The required output is the exact sequence of lines from the line holding "of the black" to the end of the records, inclusive.

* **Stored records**
◆ ◆ ◆

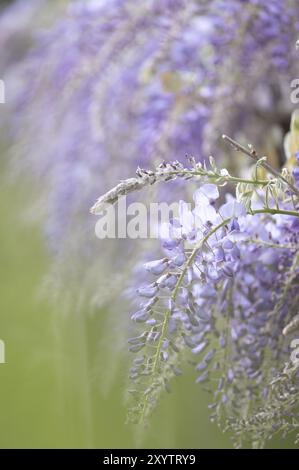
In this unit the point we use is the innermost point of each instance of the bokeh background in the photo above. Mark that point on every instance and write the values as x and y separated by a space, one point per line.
52 393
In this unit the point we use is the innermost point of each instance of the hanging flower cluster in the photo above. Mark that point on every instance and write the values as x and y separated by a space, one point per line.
115 84
223 295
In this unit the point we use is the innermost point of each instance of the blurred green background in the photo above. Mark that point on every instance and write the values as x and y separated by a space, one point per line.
51 394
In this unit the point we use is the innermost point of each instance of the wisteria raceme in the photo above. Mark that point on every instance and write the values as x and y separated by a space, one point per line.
116 84
224 294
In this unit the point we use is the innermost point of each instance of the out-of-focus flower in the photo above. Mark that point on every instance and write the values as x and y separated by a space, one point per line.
115 84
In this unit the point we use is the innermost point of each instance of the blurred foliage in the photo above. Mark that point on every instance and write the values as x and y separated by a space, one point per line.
51 393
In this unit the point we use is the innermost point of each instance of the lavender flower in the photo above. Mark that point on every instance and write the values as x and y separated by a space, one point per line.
237 281
151 80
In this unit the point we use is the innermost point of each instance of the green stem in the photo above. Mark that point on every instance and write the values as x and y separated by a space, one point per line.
275 211
168 311
226 178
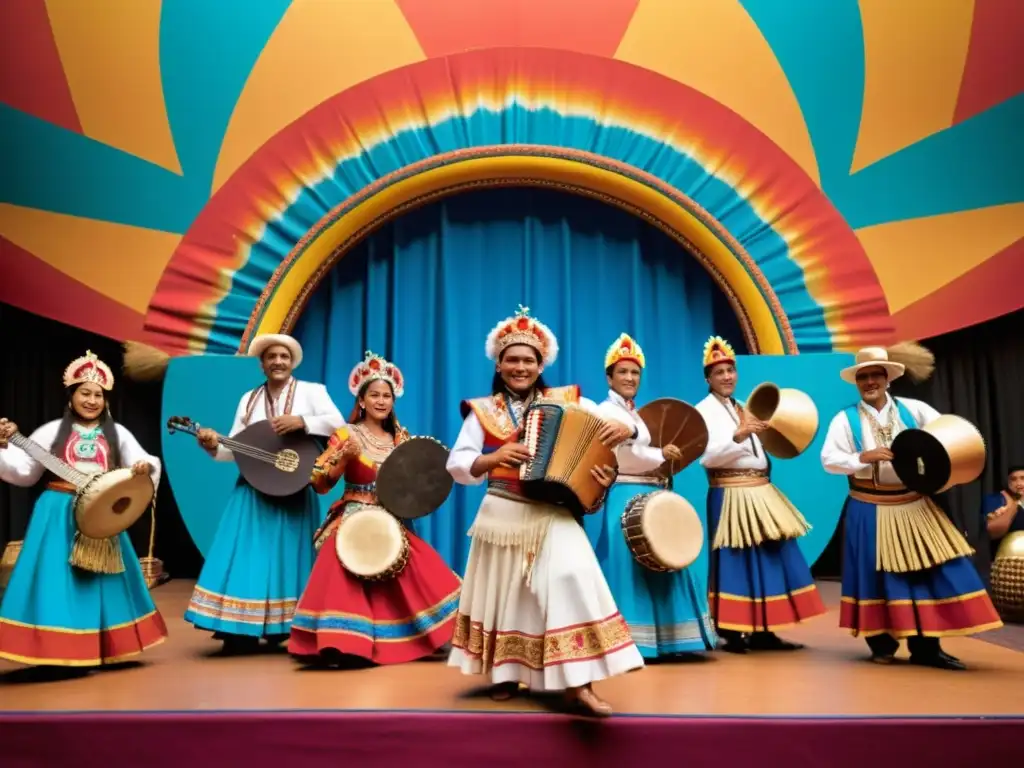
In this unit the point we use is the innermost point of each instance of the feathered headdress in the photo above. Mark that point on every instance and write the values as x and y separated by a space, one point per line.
624 348
89 369
521 329
718 349
375 368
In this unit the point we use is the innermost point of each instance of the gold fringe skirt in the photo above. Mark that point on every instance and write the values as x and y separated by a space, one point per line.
753 514
916 535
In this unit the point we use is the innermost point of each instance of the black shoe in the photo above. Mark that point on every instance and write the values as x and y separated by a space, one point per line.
938 660
771 641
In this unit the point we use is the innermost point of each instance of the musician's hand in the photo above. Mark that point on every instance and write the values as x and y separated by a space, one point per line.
288 423
612 433
208 439
511 455
7 430
876 455
604 475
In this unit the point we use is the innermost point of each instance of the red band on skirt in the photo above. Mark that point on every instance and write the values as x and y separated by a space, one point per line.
745 614
960 615
38 645
390 622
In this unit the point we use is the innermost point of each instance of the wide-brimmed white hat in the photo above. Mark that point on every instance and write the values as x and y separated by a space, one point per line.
872 357
263 342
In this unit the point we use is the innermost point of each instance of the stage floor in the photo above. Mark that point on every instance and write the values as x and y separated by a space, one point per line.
832 677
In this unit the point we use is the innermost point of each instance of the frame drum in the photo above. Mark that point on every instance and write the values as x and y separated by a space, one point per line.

◆ ◆ ◆

* **WRITTEN RESPONSE**
In this unit the point we use is the innermost point of each instance of the black shoe in the photo above. Mark that point on every instance and write the values as x and y separated by a space, one point per line.
938 660
771 641
In this unit the point we use is the innermost point of each instance of the musician's hand in the photo above. Mark that point on every instance and write the values as x and y separated by a space, one point per line.
288 423
612 433
208 439
511 455
7 430
876 455
604 475
In this unit the point we use is the innermost point of each instance of the red band on skirt in the photo above. Mark that point on every instance and write the values as x and y separated by a space, one point per line.
745 614
960 615
38 645
390 622
In this unit the point we use is the innermost point of each instance of the wide-brimmed white hat in the photo above. Mark that point on every instance and write the values as x and y separated by a space, one point per line.
872 357
263 342
In this unit the point we use is the innermost point of each instance of the stage floor in the photo above. Mark that point on every instance and write the values as x and y separated by a space, one point per line.
832 677
In this unit the point we use is the innermost point of each instance of the frame drum in the photo above. Mark that point on every instance and write the values as x and y separated by a space, one point per line.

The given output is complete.